How well does your body heal itself?

It’s all in your emotions. As a physiotherapist for nearly 40 years, I have seen first-hand clinical evidence of the body’s ability to heal itself. I’ve also seen when that doesn’t happen, leading to a chronic problem. What makes the difference?

One key element is our emotions. It’s amazing to see the impact of positive or negative emotions on the body’s ability to self-heal. People who hold onto negative emotions, such as anger or frustration, do not heal as quickly as those who have been able to let go of them and feel positively. So while our bodies do have an innate ability to heal themselves, emotions can either promote this healing, or interfere with it.

Indeed, Dr. Bruce Lipton, a well-known U.S. cell biologist, believes that emotions affect our health right down to a cellular level. In his book, The Biology of Belief, Dr. Lipton talks about “self-biology.” It’s a notion that we create our “own internal biology” through our perceptions and interpretations of everything and every experience around us, and the hormones that are subsequently released in our bodies are determined by those perceptions. Depending on whether those perceptions are positive or negative, different neuro-chemicals are released.

For instance, if we have fears about our physical or emotional safety, stress hormones (such as cortisol, norepinephrine, cytokines and histamine) are released into our bloodstreams and carried into our cells, adversely affecting our immune systems and hurting our health right down to the cellular level.

#### What you are asked to do:
Pick up the piece on emotions and the body's self-healing where it stops, and carry it on in the same voice.

#### Exercise data:
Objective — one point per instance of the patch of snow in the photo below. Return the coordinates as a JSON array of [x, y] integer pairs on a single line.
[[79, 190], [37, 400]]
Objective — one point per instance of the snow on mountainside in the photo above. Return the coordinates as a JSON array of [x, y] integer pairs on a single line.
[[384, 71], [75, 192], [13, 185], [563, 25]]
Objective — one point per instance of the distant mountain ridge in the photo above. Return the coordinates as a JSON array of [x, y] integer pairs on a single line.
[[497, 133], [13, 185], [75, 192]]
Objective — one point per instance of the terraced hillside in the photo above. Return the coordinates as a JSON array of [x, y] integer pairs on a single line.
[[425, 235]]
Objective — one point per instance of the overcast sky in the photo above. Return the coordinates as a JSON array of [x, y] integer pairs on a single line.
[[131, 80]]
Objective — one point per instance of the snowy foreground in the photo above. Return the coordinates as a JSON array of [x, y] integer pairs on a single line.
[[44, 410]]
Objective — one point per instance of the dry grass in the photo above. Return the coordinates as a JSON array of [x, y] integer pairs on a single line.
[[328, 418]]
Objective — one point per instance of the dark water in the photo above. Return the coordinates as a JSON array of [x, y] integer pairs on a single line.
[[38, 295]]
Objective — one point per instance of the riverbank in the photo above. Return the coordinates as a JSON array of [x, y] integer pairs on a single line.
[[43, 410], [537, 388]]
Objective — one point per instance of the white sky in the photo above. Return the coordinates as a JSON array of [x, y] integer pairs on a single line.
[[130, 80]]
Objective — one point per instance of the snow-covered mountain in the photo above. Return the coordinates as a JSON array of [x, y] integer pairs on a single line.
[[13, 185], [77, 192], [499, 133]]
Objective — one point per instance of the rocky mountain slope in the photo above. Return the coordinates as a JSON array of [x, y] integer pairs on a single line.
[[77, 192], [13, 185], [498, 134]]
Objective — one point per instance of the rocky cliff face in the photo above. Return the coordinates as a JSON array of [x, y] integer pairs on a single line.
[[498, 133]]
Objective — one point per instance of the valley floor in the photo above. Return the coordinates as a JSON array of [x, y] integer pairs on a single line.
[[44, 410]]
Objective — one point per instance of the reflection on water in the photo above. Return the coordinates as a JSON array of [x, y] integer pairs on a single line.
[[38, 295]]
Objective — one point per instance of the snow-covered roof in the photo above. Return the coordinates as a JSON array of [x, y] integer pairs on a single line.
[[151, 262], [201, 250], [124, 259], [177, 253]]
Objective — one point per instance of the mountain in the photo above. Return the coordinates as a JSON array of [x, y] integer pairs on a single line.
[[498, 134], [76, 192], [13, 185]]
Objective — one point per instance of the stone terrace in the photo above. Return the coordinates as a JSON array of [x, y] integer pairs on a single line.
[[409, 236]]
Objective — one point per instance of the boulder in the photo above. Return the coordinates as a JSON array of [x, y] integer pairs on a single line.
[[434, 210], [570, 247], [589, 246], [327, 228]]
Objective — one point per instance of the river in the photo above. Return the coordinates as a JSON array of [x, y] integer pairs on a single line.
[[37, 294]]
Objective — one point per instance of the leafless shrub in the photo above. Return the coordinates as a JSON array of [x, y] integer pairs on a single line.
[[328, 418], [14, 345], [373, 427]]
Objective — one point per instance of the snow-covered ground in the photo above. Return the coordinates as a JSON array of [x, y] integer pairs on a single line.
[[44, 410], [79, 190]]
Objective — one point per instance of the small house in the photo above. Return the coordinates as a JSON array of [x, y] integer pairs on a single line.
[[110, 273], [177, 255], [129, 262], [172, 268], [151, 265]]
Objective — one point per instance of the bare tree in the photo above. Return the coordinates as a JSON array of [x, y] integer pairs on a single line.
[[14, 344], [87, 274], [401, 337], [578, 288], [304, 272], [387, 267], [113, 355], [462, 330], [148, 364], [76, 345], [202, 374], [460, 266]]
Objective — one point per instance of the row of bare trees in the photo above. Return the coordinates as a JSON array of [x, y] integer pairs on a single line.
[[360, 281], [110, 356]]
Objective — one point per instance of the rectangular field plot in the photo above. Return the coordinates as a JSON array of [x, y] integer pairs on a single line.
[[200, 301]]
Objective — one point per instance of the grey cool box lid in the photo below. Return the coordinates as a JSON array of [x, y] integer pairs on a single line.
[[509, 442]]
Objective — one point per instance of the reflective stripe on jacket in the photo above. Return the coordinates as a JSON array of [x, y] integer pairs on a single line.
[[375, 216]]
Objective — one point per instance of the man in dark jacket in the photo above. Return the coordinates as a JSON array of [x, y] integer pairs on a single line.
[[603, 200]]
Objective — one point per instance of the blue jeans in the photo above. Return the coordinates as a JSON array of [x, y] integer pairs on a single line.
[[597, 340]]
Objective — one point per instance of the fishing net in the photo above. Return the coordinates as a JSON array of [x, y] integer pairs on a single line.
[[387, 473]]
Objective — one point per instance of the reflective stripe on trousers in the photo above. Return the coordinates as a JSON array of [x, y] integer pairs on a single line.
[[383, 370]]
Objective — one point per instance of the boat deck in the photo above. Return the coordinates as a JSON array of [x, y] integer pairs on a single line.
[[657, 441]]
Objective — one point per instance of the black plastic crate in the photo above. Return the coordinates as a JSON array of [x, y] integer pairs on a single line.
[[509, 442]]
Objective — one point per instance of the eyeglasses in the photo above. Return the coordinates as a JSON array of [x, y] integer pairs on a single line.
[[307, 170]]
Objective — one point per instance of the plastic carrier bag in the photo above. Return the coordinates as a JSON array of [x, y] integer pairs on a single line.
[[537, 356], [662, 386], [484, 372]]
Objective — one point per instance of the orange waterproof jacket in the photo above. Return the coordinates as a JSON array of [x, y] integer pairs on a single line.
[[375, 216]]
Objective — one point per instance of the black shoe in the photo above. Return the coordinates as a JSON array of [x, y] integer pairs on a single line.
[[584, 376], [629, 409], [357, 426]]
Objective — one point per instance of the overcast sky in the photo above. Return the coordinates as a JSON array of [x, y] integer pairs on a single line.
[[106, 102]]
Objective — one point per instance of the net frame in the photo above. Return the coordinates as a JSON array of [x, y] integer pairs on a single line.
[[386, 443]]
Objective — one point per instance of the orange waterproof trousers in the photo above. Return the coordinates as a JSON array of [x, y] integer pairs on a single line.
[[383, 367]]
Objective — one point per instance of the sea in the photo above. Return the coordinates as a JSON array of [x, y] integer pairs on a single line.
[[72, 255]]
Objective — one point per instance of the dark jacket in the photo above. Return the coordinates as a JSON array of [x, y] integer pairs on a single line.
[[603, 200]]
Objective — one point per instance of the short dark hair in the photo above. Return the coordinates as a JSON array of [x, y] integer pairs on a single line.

#### Exercise response:
Conversely, when we have positive thoughts or feelings,such as being in love or feeling grateful, the hormones that are released into the blood –such as dopamine, oxytocin, vasopressin and growth hormone — create growth and regeneration. These “feel good” or positive effects are known to lower blood pressure, are good for our heart health and promote our ability to age actively. In fact, according to Dr. Lipton, studies have shown that about 30 per cent of all healing is through a “placebo effect,” with positive thoughts sending positive hormones to our cells.

Conversely, negative thoughts cause a “nocebo effect,” affecting our health negatively.

The bottom line: Our thoughts and emotions have a great effect on our health, good or bad. Or, as Dr. Lipton says, while positive thoughts can heal you, negative thoughts can kill you.